* **What you need to do**:
Reproduce every line of the data, starting at the line containing "Exercise. Point out each instance of the camera lens in" and ending at the final line. Rescale each coordinate by multiplying it by 2.25 and rounding it to a whole number, with halves rounded up.

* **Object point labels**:
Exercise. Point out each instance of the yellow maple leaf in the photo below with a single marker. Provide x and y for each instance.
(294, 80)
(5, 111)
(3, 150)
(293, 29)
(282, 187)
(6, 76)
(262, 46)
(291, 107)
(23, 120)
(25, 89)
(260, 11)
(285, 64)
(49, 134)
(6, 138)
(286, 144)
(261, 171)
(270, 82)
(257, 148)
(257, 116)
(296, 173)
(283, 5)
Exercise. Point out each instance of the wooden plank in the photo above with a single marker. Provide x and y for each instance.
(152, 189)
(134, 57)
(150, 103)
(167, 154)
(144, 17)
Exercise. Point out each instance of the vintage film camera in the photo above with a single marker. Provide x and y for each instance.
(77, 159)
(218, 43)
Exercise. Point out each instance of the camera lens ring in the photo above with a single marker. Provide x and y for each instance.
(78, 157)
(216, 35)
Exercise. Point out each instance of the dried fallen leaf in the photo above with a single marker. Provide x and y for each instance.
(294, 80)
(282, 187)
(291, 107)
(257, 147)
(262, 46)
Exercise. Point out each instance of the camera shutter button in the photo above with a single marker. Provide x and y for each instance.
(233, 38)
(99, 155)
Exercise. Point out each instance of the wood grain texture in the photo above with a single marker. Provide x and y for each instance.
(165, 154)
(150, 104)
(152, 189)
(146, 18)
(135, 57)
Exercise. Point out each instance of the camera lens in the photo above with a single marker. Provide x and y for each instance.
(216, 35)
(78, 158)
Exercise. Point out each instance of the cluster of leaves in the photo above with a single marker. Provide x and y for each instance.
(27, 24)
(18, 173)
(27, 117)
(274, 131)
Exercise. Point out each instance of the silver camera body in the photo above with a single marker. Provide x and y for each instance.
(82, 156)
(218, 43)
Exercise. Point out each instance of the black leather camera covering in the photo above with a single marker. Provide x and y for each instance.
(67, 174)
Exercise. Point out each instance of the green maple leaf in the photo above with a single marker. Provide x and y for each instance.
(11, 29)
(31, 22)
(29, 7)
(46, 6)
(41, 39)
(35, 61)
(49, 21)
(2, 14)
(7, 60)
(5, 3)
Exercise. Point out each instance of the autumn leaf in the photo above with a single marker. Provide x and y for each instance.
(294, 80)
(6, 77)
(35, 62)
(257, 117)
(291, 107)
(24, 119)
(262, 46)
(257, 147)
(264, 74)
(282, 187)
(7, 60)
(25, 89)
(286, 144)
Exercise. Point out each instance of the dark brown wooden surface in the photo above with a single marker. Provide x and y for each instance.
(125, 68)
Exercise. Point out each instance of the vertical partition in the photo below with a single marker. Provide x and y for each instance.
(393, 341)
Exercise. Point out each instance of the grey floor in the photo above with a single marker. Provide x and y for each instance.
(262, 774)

* **Solution to this task**:
Exercise. Point out each instance of the camera lens in the photo above with a single marker. Provide x and y for each instance.
(486, 79)
(176, 356)
Exercise. Point out each instance of the cluster of leaves in the photo above with a single marker. Provide x and y for each instance.
(61, 54)
(41, 389)
(61, 263)
(617, 295)
Exercise. Point out each instance of the silver camera body in the photo above with a single marker. Provide x and y for each instance.
(185, 351)
(491, 97)
Exercise. Point out each instance of the black leather camera covering in the photo above with a single marker. Provide x and y for each instance.
(151, 392)
Exercise. Point out each instance of the green maple leaf in the photo above with a single marker. Provide x and y for each instance.
(25, 65)
(70, 50)
(65, 16)
(104, 14)
(92, 88)
(79, 137)
(110, 47)
(5, 32)
(16, 135)
(11, 7)
Exercise. Point out each instance of the autumn leaf in the photo above with a single marker. Provide x and y for each instance.
(662, 180)
(14, 173)
(79, 140)
(578, 263)
(655, 241)
(54, 268)
(590, 104)
(578, 331)
(594, 167)
(635, 421)
(16, 135)
(56, 200)
(644, 324)
Exercise. Point out each instance of the dark brown wooden surface in the photo above with a single marker. Provide x and y for each instance.
(281, 153)
Exercise. Point out each instance of the vertical partition in the photo below with a single marker. Provide x and y for each instance.
(884, 767)
Exercise. Point out each instance of the grey floor in the photo above with a single marker. Provide x and y for each instance.
(590, 1742)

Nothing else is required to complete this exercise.